* **Record extracts**:

──────────

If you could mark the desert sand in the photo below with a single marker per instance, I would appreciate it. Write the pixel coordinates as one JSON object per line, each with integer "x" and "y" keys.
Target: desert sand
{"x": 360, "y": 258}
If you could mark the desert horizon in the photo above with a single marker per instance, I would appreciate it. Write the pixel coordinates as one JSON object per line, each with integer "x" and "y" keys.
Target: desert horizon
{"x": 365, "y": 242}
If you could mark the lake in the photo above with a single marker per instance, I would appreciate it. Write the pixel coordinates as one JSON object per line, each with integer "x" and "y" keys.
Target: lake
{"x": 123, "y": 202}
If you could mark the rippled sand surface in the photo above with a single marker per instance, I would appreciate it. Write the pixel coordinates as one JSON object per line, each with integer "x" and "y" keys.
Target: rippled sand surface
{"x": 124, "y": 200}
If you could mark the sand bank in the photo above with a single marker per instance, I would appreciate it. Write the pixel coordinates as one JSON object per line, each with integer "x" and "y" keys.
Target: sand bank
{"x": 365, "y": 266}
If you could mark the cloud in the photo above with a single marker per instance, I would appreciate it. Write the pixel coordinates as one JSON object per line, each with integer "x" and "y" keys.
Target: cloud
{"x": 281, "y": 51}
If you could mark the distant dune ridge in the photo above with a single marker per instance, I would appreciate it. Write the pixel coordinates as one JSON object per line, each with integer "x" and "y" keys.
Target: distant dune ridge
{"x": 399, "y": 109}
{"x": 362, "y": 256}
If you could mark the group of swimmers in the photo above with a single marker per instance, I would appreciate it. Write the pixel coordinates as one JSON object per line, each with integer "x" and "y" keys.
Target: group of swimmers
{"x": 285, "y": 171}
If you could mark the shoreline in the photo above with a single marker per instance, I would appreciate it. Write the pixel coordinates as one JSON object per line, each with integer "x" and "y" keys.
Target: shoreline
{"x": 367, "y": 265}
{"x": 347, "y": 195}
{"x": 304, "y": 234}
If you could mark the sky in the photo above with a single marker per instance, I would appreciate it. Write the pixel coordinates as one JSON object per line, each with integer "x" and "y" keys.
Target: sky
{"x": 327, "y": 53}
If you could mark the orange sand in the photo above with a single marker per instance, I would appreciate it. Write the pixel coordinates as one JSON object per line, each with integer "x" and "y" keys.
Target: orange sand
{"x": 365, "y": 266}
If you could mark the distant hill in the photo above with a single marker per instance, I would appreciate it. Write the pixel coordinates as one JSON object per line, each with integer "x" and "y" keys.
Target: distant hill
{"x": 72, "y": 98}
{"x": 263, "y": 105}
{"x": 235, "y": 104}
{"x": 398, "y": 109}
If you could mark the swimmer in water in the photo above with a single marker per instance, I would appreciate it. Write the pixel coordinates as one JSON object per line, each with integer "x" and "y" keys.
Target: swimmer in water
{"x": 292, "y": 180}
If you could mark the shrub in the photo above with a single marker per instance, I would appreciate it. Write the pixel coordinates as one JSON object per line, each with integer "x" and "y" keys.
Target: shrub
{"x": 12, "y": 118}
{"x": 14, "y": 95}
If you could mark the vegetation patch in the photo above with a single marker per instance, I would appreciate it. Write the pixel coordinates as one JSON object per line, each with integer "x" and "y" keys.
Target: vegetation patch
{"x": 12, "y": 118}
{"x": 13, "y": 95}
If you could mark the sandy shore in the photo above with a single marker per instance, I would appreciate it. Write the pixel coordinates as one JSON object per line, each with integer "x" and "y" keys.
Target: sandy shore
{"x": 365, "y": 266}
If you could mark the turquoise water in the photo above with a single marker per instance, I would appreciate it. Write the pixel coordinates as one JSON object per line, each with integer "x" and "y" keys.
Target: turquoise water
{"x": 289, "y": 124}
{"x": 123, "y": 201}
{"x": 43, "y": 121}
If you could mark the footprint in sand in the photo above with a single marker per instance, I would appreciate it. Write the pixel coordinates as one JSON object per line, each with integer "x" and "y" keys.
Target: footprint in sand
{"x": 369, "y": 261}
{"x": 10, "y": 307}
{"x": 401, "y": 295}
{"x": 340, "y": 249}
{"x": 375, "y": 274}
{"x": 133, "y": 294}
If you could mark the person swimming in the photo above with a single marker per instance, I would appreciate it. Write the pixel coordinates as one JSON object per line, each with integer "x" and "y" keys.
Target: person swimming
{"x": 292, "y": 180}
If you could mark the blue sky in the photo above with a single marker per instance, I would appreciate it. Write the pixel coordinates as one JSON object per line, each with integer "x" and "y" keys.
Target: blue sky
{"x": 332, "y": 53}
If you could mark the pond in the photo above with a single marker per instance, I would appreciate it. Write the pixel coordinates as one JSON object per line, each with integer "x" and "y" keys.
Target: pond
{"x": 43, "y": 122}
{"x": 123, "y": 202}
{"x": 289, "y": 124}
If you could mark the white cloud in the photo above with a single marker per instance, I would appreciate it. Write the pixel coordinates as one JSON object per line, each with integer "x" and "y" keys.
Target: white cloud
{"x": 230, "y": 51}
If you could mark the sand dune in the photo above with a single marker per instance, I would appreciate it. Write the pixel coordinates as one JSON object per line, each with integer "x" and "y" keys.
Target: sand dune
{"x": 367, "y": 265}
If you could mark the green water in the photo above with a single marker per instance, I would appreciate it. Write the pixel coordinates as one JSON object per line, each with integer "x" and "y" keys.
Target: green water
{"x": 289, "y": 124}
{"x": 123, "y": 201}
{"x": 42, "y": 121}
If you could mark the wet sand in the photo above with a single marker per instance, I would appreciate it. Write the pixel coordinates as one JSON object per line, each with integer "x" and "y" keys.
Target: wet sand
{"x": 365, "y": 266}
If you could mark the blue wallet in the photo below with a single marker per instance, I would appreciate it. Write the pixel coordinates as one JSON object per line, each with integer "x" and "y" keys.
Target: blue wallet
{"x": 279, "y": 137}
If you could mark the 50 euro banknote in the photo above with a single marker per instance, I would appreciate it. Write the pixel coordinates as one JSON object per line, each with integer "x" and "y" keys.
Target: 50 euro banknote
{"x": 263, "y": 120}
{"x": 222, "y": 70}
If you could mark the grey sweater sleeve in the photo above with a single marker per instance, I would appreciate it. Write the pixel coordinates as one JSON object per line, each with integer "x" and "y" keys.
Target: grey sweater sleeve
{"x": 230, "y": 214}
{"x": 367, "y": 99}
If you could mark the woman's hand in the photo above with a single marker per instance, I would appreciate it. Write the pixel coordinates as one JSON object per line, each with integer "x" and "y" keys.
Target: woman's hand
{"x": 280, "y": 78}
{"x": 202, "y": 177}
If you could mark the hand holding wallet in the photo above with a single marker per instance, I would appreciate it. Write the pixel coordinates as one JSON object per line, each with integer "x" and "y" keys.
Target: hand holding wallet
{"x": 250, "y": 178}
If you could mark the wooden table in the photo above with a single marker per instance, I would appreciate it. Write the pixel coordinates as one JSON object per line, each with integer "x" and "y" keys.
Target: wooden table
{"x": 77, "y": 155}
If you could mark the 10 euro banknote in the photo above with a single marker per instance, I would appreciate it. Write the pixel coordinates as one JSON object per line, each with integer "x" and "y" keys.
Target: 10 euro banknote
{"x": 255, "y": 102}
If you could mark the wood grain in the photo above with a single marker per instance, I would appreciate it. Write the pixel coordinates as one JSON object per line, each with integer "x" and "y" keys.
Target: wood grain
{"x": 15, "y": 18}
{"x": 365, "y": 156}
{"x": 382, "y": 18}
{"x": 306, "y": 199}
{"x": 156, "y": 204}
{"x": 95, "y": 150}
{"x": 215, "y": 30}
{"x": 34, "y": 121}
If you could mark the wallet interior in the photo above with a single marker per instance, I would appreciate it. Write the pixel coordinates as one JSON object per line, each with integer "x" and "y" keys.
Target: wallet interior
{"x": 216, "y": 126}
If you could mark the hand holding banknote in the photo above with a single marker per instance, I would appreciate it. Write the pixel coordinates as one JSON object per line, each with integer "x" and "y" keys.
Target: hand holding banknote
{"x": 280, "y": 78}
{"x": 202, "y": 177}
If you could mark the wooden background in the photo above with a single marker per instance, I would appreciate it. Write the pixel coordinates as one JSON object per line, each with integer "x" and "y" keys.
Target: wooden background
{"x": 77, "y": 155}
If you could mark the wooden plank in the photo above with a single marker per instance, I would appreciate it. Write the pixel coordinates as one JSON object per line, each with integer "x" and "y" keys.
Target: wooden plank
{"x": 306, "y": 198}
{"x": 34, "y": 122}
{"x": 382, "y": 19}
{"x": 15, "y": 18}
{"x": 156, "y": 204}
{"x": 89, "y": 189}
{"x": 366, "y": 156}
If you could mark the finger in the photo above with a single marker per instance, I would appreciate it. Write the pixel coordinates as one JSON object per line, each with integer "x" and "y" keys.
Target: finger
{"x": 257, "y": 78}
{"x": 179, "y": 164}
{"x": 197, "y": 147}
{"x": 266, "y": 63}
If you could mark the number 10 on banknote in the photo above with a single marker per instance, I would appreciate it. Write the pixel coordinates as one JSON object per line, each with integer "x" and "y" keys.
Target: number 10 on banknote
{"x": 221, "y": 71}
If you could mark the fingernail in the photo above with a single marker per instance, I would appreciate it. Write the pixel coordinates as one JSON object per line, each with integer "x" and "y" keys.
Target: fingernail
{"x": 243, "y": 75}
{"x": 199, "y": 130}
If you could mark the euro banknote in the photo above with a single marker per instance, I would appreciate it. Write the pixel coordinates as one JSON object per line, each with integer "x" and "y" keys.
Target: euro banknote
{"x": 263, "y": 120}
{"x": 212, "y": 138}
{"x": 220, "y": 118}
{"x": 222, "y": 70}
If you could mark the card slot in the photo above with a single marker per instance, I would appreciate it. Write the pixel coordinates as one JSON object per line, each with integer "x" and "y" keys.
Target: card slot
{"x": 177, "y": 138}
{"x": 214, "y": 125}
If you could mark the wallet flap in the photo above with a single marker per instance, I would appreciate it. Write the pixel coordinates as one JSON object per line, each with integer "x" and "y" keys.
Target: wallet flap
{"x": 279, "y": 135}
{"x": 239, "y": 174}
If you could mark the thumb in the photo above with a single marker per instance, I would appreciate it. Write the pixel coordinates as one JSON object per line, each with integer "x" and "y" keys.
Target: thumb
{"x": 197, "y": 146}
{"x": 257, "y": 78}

──────────

* **Given problem**: Rewrite the material as a Markdown table with the columns Number and Text, starting at the line that contains "If you could mark the euro" and ending at the end of the material. Give each nonblank line its own row and leave blank lines out.

* **Exercise result**:
| Number | Text |
|---|---|
| 1 | If you could mark the euro banknote in the photo above with a single marker per instance, I would appreciate it. Write the pixel coordinates as one JSON object per line, each with integer "x" and "y" keys. |
| 2 | Target: euro banknote |
| 3 | {"x": 263, "y": 120} |
| 4 | {"x": 212, "y": 138} |
| 5 | {"x": 220, "y": 118} |
| 6 | {"x": 222, "y": 70} |
| 7 | If you could mark the card slot in the photo above with a single marker per instance, I would appreciate it. Write the pixel coordinates as one JSON object per line, each with integer "x" and "y" keys. |
| 8 | Target: card slot |
| 9 | {"x": 177, "y": 138} |
| 10 | {"x": 214, "y": 125} |
| 11 | If you could mark the wallet flap in the photo above with a single marker per instance, I would appreciate it. Write the pixel coordinates as one JSON object per line, each with integer "x" and "y" keys. |
| 12 | Target: wallet flap |
| 13 | {"x": 279, "y": 135} |
| 14 | {"x": 239, "y": 174} |
| 15 | If you could mark the thumb in the photo above with a single marker per instance, I would appreciate it. Write the pixel coordinates as one JSON object per line, each with integer "x" and "y" keys. |
| 16 | Target: thumb |
| 17 | {"x": 197, "y": 146} |
| 18 | {"x": 257, "y": 78} |